[Location identification items]
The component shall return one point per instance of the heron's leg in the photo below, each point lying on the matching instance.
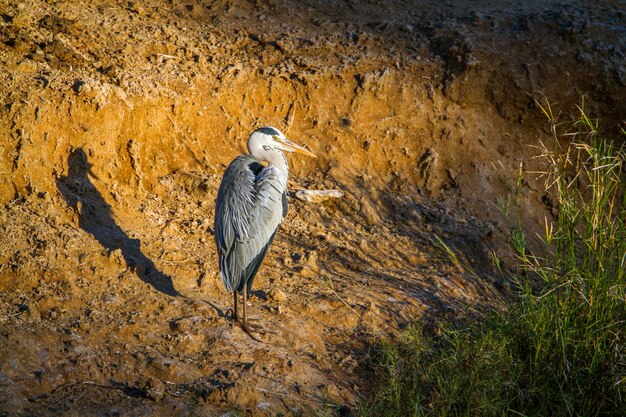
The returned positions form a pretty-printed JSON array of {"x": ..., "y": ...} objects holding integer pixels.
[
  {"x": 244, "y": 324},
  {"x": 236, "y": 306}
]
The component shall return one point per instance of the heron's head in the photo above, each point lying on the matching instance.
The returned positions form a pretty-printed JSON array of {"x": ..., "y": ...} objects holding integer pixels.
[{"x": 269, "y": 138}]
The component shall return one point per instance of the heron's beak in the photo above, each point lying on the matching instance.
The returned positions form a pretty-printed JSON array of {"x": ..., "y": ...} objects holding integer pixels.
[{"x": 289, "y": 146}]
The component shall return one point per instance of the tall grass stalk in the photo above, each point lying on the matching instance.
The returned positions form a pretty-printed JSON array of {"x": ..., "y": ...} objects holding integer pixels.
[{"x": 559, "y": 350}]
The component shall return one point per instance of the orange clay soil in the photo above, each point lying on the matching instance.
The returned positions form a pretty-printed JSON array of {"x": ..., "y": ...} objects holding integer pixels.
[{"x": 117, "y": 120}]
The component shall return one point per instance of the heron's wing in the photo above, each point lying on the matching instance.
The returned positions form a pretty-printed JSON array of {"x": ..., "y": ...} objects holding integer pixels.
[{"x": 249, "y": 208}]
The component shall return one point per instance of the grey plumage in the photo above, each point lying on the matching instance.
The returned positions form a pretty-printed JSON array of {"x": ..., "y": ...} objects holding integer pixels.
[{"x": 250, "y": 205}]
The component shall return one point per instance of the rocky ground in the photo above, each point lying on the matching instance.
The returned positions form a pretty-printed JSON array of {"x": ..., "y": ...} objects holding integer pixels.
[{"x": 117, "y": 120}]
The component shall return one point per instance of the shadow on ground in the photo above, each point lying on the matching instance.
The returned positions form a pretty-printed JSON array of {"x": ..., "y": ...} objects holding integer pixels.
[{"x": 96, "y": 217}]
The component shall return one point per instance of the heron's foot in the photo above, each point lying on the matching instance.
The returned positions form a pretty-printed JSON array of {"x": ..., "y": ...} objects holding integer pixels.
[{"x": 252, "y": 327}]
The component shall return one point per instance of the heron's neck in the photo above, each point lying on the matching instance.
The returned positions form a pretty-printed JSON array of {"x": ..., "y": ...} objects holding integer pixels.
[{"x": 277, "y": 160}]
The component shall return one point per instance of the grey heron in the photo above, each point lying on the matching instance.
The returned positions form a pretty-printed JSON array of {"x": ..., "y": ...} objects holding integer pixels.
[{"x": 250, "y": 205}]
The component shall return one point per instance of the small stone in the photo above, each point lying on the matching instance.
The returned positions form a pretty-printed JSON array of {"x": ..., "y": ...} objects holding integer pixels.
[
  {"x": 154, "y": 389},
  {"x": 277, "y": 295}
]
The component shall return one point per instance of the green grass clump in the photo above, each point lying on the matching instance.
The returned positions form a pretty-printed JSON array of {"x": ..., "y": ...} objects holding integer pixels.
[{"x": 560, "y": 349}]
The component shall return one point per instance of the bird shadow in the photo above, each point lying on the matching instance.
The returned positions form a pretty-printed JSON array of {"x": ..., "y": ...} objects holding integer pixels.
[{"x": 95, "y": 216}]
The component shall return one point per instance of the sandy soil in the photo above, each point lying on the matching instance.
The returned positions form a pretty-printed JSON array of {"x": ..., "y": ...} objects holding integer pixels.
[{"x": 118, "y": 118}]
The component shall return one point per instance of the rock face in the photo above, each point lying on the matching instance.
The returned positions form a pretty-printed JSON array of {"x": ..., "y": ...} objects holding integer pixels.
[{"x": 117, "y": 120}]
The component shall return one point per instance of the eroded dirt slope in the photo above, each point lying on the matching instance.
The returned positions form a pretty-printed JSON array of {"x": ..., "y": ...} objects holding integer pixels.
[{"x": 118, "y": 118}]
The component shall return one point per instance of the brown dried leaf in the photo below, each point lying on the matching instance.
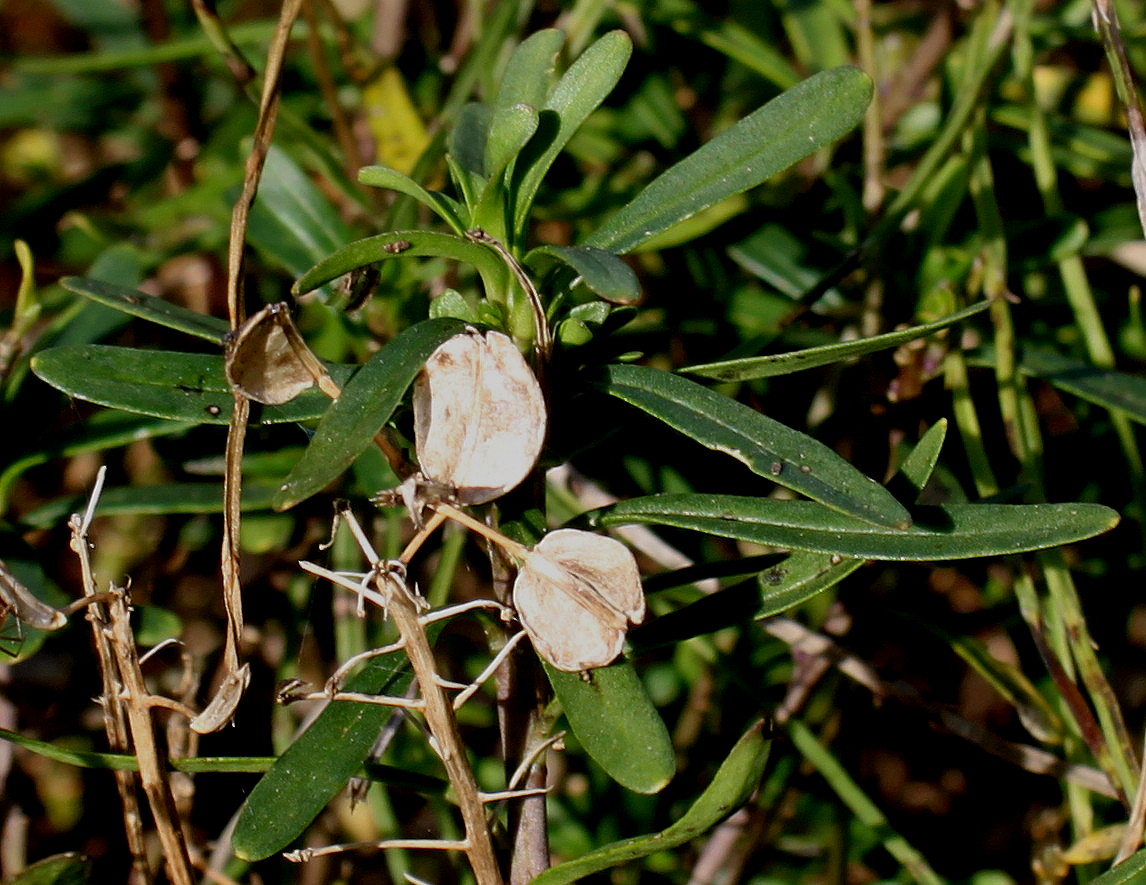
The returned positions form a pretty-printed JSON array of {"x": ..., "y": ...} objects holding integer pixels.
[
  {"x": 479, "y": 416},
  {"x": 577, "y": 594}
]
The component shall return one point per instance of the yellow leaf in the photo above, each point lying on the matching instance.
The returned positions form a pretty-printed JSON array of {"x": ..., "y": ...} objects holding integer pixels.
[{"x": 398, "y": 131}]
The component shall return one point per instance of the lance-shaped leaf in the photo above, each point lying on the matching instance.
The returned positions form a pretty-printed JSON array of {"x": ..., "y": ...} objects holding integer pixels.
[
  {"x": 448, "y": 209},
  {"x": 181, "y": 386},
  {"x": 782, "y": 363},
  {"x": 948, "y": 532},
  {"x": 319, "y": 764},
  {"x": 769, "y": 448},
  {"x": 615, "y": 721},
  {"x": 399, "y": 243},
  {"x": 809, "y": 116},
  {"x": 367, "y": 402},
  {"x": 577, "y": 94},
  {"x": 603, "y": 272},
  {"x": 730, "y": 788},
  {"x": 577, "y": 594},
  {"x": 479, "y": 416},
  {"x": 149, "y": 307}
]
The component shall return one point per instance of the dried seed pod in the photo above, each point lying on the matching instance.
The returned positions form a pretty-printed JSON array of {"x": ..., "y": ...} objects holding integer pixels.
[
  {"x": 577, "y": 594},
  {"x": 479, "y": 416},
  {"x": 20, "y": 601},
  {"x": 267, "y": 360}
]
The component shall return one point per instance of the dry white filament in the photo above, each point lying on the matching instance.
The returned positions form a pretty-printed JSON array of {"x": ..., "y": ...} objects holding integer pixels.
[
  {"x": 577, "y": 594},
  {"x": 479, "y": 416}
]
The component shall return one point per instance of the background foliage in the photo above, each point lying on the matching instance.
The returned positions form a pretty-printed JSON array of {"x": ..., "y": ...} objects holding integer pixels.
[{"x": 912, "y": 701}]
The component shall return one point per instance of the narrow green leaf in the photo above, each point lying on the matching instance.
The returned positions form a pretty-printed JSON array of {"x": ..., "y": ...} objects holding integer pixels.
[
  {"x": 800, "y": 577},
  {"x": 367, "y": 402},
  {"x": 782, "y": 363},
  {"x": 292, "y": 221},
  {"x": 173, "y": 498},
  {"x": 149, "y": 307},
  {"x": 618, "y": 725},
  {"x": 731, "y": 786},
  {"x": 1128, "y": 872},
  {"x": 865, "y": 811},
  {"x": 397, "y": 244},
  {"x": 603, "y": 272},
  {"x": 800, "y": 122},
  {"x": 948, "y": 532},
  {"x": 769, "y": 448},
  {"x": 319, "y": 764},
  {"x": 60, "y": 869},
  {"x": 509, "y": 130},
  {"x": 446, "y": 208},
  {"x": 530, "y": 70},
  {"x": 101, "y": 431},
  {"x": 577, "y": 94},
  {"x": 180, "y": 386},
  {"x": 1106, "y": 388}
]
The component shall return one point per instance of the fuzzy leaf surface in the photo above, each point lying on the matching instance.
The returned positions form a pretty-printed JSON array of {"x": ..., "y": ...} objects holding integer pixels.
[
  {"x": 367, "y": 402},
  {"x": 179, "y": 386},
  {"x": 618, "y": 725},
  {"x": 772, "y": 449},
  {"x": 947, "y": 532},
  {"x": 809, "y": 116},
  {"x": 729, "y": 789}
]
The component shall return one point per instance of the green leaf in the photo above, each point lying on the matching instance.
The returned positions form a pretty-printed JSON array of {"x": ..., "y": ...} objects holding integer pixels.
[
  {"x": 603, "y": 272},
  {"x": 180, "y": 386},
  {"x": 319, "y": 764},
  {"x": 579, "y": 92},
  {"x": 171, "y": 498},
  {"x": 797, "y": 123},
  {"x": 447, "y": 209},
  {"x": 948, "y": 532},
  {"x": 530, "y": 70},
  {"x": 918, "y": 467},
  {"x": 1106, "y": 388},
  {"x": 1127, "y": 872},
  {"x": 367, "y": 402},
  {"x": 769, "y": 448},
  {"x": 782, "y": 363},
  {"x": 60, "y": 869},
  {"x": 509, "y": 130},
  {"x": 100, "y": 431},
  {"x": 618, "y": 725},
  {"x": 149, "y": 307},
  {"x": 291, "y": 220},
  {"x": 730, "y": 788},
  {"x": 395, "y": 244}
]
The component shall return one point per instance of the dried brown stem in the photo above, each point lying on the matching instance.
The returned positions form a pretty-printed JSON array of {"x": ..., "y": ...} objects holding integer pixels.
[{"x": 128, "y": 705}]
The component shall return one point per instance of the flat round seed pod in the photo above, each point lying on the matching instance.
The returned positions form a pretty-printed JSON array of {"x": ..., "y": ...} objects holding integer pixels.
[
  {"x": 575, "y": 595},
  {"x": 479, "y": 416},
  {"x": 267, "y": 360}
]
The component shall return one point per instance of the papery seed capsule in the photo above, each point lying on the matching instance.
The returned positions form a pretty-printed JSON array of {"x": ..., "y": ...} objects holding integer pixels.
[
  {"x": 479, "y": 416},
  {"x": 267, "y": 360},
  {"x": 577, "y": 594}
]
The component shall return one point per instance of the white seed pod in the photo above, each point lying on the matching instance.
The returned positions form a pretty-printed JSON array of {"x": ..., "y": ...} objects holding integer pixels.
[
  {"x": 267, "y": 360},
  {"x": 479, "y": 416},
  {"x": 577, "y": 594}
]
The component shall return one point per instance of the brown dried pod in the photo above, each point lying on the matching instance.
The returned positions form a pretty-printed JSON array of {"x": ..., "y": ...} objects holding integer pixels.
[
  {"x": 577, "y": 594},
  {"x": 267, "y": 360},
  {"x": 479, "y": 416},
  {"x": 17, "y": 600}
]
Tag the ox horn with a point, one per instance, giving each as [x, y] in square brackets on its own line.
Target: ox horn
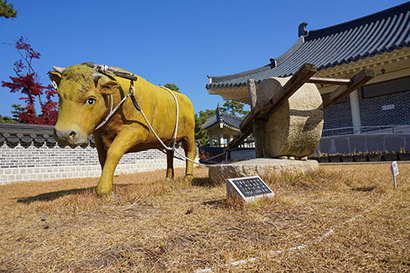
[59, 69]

**TASK REQUIREMENTS**
Extract word for word the rows from the line containing "The component shall return one point per instance of the white" through the end of the rows, including both ends. Leave the pictures out of your answer.

**EXERCISE OUTPUT**
The component shall return one point per instance of the white seed pod in the photo above, each point lying on the matching instance.
The returned positions form a pretty-printed JSON array of {"x": ..., "y": ...} objects holding integer pixels.
[
  {"x": 267, "y": 360},
  {"x": 479, "y": 416},
  {"x": 577, "y": 594}
]
The component shall return one point per instance of the brown dried pod in the photo above, each point lying on the matching instance.
The returned positions form a pretty-printed JSON array of {"x": ..., "y": ...} objects holding integer pixels.
[
  {"x": 577, "y": 594},
  {"x": 267, "y": 360},
  {"x": 479, "y": 416},
  {"x": 17, "y": 600}
]
Tag the ox horn with a point, one per instance, giving each as [x, y] in square brackets on its own line.
Target: ox horn
[59, 69]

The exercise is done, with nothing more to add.